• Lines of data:

══════════════════════════════

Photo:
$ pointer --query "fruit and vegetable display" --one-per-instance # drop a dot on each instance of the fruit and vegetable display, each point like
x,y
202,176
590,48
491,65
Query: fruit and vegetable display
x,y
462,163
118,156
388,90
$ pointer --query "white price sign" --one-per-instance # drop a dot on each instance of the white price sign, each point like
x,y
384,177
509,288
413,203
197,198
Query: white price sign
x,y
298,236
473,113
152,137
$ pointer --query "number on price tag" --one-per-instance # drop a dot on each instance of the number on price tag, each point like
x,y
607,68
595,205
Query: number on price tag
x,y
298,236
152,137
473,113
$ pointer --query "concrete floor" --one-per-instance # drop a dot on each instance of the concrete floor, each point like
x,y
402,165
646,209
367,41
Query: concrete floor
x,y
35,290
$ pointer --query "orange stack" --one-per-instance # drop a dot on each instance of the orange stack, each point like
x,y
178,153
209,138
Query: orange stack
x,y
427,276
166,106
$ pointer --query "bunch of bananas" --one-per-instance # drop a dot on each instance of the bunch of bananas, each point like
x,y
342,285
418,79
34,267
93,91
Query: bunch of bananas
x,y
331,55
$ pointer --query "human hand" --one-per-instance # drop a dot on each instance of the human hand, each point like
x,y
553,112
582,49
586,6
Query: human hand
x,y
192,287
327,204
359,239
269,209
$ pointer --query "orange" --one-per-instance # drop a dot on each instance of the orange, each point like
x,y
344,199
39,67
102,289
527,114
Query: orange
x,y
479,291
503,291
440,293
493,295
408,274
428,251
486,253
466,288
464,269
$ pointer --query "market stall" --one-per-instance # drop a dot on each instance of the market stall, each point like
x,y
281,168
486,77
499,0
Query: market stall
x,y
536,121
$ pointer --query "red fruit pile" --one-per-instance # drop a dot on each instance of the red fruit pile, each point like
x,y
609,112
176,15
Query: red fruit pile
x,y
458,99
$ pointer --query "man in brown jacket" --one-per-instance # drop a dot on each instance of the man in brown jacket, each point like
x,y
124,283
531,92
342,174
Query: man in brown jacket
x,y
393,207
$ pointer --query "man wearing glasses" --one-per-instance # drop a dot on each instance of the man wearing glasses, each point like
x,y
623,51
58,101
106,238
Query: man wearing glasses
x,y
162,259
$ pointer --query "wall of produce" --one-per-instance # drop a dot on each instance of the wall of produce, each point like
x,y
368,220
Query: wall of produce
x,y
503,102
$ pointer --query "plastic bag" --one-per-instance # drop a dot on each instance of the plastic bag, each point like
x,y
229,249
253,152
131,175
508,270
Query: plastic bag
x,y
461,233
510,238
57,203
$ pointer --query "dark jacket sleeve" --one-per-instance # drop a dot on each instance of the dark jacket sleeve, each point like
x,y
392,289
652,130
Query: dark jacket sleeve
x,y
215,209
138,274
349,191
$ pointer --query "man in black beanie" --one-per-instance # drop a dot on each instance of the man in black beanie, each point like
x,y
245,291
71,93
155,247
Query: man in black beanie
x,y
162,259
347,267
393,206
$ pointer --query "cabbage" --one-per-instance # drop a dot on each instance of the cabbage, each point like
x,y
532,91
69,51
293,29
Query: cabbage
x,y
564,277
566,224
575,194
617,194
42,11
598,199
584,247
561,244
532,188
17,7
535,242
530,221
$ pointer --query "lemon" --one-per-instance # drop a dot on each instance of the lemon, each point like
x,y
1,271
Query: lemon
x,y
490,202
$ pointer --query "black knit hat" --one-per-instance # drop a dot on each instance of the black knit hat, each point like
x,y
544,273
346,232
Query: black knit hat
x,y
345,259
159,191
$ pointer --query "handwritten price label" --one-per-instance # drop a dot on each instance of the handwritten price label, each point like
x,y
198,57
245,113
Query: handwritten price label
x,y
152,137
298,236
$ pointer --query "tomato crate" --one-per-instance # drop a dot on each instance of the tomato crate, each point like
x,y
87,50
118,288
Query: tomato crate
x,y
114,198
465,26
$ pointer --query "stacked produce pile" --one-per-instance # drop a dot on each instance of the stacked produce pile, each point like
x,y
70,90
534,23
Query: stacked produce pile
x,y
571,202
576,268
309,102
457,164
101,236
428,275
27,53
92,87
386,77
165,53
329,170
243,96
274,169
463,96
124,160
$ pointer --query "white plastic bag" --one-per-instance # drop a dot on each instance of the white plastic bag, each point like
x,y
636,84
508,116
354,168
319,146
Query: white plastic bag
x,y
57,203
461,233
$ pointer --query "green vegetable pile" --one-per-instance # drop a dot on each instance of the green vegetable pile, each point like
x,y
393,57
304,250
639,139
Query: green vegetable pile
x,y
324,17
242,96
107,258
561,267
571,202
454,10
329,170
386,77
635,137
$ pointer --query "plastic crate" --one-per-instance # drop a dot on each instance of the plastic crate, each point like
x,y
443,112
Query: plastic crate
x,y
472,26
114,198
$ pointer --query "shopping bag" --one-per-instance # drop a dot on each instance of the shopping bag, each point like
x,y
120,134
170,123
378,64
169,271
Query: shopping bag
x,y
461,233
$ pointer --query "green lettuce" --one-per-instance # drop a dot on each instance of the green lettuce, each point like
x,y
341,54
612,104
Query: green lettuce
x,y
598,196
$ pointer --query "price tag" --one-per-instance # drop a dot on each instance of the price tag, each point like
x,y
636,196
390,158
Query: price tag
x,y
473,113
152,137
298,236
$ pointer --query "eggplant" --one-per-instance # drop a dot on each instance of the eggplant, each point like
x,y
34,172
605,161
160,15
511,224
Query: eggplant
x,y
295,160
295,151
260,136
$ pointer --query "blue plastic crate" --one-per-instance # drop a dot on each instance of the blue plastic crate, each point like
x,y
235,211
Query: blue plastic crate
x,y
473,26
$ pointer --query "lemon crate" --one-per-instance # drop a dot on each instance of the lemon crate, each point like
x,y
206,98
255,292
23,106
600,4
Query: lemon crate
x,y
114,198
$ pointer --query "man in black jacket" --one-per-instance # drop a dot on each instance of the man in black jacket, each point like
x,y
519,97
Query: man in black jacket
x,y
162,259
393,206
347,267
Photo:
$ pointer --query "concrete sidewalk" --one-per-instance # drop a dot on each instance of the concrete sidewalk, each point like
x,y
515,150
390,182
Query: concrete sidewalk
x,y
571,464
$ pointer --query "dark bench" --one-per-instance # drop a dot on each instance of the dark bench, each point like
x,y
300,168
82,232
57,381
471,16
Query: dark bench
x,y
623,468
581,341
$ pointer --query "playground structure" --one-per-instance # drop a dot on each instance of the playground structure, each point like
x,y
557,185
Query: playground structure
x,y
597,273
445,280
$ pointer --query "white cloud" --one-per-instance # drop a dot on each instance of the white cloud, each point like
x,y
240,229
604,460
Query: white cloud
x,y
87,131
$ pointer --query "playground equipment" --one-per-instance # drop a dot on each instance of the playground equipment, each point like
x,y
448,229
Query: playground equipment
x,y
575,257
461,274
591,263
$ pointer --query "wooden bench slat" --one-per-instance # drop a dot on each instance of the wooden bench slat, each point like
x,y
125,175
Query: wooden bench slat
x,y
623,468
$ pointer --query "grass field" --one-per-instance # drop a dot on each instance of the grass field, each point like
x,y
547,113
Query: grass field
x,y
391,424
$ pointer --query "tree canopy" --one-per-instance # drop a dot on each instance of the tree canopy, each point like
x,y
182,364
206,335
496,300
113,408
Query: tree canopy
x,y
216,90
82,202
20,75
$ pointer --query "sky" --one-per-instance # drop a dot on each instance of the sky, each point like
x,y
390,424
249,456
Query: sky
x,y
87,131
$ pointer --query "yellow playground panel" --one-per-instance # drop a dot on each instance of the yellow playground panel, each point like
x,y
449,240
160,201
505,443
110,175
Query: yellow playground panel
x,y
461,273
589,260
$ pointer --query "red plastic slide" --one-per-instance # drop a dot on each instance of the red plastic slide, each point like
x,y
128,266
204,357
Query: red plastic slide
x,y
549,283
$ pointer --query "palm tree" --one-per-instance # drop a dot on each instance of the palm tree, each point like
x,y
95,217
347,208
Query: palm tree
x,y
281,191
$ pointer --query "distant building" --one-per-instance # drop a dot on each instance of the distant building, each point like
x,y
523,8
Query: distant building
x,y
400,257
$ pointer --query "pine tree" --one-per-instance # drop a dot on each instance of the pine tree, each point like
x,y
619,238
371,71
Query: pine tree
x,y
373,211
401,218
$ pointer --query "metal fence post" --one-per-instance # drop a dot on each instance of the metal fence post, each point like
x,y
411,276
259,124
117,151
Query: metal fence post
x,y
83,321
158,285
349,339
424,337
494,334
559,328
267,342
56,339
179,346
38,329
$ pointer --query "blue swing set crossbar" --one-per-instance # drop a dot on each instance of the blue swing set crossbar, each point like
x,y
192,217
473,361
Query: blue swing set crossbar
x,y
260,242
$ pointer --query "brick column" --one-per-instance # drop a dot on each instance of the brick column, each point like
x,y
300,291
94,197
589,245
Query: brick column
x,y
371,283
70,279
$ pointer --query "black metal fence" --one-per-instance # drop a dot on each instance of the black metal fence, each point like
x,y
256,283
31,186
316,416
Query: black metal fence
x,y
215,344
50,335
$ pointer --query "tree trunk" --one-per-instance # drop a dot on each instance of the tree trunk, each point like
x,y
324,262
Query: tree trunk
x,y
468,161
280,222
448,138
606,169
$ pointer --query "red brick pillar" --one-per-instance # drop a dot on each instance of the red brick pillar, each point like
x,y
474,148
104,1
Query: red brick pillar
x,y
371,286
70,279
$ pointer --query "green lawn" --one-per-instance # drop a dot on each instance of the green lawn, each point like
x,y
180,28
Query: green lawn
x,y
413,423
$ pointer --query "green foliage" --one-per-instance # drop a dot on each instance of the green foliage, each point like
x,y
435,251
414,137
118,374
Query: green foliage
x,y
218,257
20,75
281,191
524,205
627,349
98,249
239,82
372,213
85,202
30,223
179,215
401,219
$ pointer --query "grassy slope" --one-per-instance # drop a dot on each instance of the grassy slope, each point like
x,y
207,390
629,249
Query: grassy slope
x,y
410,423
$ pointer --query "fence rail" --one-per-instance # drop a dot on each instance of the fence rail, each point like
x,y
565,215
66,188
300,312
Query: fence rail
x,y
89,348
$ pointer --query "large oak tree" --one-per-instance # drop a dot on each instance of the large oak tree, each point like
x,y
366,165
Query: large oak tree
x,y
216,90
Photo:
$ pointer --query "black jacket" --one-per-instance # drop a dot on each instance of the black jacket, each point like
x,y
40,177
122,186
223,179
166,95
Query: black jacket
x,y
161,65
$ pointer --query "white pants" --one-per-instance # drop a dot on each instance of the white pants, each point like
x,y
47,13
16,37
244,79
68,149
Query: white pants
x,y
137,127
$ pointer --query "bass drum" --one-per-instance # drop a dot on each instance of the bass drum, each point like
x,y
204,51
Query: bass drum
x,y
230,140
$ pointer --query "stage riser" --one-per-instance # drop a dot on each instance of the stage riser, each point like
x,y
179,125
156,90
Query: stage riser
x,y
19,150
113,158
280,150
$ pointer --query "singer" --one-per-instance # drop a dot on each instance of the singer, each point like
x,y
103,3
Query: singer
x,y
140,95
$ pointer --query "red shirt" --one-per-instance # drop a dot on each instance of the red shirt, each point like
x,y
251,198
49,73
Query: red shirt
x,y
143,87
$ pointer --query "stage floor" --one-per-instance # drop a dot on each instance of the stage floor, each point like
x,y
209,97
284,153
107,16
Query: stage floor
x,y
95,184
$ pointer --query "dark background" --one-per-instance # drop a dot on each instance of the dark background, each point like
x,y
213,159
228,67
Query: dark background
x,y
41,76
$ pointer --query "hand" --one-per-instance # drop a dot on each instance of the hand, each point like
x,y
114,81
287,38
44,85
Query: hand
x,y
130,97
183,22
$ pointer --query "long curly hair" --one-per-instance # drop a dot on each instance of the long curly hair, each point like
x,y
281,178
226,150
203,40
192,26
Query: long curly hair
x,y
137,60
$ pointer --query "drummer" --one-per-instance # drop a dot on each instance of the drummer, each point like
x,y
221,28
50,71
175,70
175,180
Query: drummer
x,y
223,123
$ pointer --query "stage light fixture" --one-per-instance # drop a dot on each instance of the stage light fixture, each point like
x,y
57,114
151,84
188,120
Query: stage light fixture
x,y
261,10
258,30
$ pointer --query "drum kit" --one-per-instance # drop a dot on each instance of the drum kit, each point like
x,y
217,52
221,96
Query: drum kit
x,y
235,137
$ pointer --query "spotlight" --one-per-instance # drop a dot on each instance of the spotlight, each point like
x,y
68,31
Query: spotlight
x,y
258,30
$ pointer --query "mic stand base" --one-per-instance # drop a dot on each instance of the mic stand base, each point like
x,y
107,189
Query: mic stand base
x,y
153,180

══════════════════════════════

• WHAT IS EXPECTED: Could you give again exactly the lines from the line containing "kit, each point like" through the final line of the data above, and no others?

• PROBLEM SOLUTION:
$ pointer --query "drum kit" --one-per-instance # drop a dot on each instance of the drum kit, each point like
x,y
217,52
221,96
Query: drum kit
x,y
235,137
$ pointer --query "spotlight" --one-per-instance # drop a dot on each instance of the spotlight, each point like
x,y
68,31
Query: spotlight
x,y
258,30
$ pointer --query "mic stand base" --one-per-instance # drop a dot on each instance of the mic stand base, each point like
x,y
107,189
Query: mic stand base
x,y
153,180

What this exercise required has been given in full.